Request — Set out the lines below as a JSON list of strings with one string per line, omitting any blank lines.

Data provided —
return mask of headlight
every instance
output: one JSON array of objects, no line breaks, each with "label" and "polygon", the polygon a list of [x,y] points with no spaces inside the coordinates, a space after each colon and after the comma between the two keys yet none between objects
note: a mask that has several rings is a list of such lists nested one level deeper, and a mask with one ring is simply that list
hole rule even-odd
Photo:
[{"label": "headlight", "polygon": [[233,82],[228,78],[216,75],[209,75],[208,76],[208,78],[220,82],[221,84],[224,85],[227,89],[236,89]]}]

Output of the exercise —
[
  "return mask of headlight",
  "every instance",
  "output: one JSON array of objects, no line breaks, each with \"label\" and \"polygon\", the polygon a list of [x,y] points with no spaces inside the coordinates, a space after each colon and after the comma between the two keys yet none between objects",
  "note: a mask that has several rings is a list of such lists nested one level deeper, and a mask with one ring is simply that list",
  "hole rule even-odd",
  "Photo:",
  "[{\"label\": \"headlight\", \"polygon\": [[233,82],[228,78],[216,75],[209,75],[208,76],[208,78],[220,82],[221,84],[224,85],[227,89],[236,89]]}]"
]